Exercises
A) In the study summary, could you repeat the text from "Purpose of the" up to and including "and demographic groups."?
B) Can you condense the section of the study summary that begins "Main Results:" into two sentences, keeping its main facts?

Reading passage
>>>
Purpose of the Study:

  • To introduce a novel framework using explainable machine learning (SHapley Additive exPlanations - SHAPs) to identify critical FNC features.
  • To enhance the interpretability of machine learning models in neuroimaging research.
  • To discover FNC biomarkers for distinguishing between clinical and demographic groups.

Main Methods:

  • Development and validation of a novel framework employing SHapley Additive exPlanations (SHAPs) for FNC analysis.
  • Application of the framework using machine learning models including random forest, XGBoost, and CATBoost.
  • Validation using synthetic data followed by application to real-world datasets for group comparisons.

Main Results:

  • The framework achieved 81.04% accuracy in distinguishing between controls and individuals with schizophrenia (SZ).
  • The framework achieved 71.38% accuracy in differentiating between middle-aged and older adults.
  • Key networks identified include the cognitive control network (CCN), subcortical network (SCN), and somatomotor network.

Conclusions:

  • The SHAP-based framework effectively identifies crucial FNC biomarkers for distinguishing between distinct population classes.
<<<
Excerpted records
>>>
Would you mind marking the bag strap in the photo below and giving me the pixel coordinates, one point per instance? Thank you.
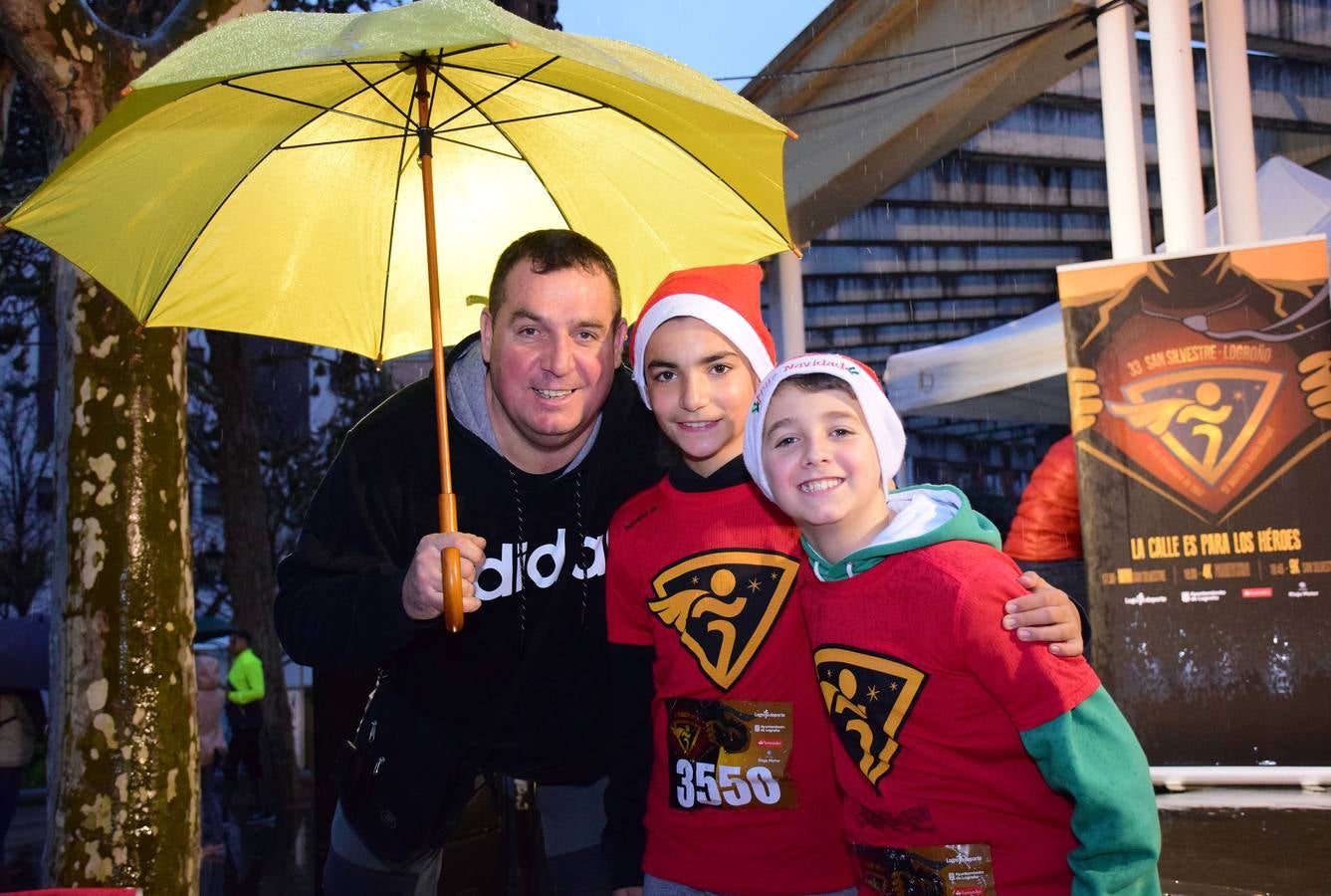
(510, 699)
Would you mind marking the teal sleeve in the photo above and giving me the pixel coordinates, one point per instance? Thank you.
(1090, 755)
(251, 687)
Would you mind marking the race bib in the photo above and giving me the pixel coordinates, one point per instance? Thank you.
(957, 869)
(730, 754)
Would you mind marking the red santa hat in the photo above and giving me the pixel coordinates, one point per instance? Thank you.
(724, 297)
(884, 425)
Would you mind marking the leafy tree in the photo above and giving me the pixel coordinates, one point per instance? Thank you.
(122, 767)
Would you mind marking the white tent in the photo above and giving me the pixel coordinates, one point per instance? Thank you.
(1017, 371)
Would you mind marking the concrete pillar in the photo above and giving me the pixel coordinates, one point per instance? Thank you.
(1121, 108)
(789, 285)
(1174, 92)
(1231, 121)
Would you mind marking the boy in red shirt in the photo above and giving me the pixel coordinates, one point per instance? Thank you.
(722, 743)
(971, 763)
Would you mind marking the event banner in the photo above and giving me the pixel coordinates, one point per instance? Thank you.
(1201, 406)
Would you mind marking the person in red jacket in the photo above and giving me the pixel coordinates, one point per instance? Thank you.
(723, 749)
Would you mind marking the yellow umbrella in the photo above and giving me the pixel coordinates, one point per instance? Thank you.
(267, 177)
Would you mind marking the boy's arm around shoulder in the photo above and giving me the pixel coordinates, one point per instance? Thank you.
(1077, 737)
(1092, 755)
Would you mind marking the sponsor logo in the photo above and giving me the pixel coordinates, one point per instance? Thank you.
(967, 859)
(723, 604)
(868, 698)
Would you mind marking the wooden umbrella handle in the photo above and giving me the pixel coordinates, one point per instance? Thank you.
(451, 588)
(451, 560)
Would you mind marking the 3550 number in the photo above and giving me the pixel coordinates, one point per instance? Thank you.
(711, 784)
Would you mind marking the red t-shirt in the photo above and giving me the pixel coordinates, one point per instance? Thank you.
<<<
Task-by-task answers
A)
Purpose of the Study:

  • To introduce a novel framework using explainable machine learning (SHapley Additive exPlanations - SHAPs) to identify critical FNC features.
  • To enhance the interpretability of machine learning models in neuroimaging research.
  • To discover FNC biomarkers for distinguishing between clinical and demographic groups.

B) The framework reached 81.04% accuracy in distinguishing controls from individuals with schizophrenia (SZ) and 71.38% accuracy in differentiating middle-aged from older adults. Key networks identified were the cognitive control network (CCN), subcortical network (SCN), and somatomotor network.